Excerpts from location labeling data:

= = = = =

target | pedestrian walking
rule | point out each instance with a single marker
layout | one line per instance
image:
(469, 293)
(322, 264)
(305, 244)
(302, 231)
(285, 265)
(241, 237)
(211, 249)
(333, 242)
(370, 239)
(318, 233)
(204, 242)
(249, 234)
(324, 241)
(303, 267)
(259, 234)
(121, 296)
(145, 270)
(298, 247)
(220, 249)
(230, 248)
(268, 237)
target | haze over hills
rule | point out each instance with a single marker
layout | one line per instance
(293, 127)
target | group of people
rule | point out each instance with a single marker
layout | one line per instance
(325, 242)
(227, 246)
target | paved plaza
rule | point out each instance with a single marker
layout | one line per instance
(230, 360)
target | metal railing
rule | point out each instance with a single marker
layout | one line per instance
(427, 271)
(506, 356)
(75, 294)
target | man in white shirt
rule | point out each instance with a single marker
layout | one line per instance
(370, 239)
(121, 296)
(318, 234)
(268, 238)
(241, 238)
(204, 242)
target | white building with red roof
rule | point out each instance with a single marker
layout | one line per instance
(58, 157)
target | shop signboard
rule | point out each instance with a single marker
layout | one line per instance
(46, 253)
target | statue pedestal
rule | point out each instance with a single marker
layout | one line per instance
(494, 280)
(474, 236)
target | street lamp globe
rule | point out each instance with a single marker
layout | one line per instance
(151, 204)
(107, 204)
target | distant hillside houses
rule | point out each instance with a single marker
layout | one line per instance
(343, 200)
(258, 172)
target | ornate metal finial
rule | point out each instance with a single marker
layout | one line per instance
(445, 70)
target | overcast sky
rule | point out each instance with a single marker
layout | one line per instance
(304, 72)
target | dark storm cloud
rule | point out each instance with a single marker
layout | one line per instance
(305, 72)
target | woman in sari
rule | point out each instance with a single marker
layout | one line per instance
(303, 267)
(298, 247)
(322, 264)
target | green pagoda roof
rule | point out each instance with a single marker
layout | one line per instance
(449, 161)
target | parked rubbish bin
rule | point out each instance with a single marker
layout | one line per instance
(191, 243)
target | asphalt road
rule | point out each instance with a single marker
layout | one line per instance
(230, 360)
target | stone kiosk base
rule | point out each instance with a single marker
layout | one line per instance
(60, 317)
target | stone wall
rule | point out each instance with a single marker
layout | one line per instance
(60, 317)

= = = = =

§ Task brief
Reproduce all of the data above word for word, from its first line through its last.

§ Full answer
target | pedestrian walking
rule | point out each instance with a single marker
layout | one line per instance
image:
(469, 293)
(322, 264)
(305, 244)
(302, 231)
(285, 265)
(241, 237)
(211, 249)
(333, 242)
(370, 239)
(318, 233)
(204, 242)
(249, 234)
(324, 241)
(303, 267)
(259, 234)
(121, 296)
(145, 270)
(298, 247)
(220, 249)
(230, 248)
(268, 237)
target | haze over hills
rule | point out each instance with a single marker
layout | one line per instance
(293, 127)
target | group of people
rule | point out each instance with a single marker
layout | one line per instance
(325, 242)
(227, 246)
target | paved plaza
rule | point out each instance with a single marker
layout | one line per instance
(230, 360)
target | metal railing
rule | point out each instance with a single marker
layout | one line per instance
(427, 271)
(506, 356)
(75, 294)
target | man in white shirt
rule | point out each instance with a single marker
layout | one line per instance
(370, 239)
(121, 296)
(318, 234)
(268, 238)
(241, 238)
(204, 242)
target | white building with red roof
rule | point out each instance with a single marker
layout | one line per instance
(58, 157)
target | shop signboard
rule | point out each instance with a single marker
layout | one line per instance
(46, 253)
target | statue pedestal
rule | point out each instance with a single marker
layout | one line per instance
(494, 280)
(474, 236)
target | street lamp globe
rule | point out each instance with a single marker
layout | one line per instance
(151, 204)
(107, 204)
target | distant hillside houses
rule | point out each instance with a single marker
layout | one line per instance
(343, 200)
(258, 172)
target | ornate metal finial
rule | point out each instance with a single marker
layout | one line per instance
(445, 70)
target | overcast sky
rule | point out each instance with a single marker
layout | one line per instance
(304, 72)
target | dark storm cloud
rule | point out each instance with a single marker
layout | one line per instance
(305, 72)
target | woman in sari
rule | point out each instance with a single marker
layout | one line per instance
(303, 267)
(298, 247)
(322, 264)
target | green pagoda roof
rule | point out each instance with a single marker
layout | one line per instance
(449, 161)
target | parked rubbish bin
rule | point out each instance with a single marker
layout | one line per instance
(191, 243)
target | asphalt road
rule | point out each instance with a single marker
layout | one line per instance
(230, 360)
target | stone kiosk base
rule | point out each instance with a single marker
layout | one line per instance
(60, 317)
target | stone wall
rule | point out each instance with a single marker
layout | one line per instance
(60, 317)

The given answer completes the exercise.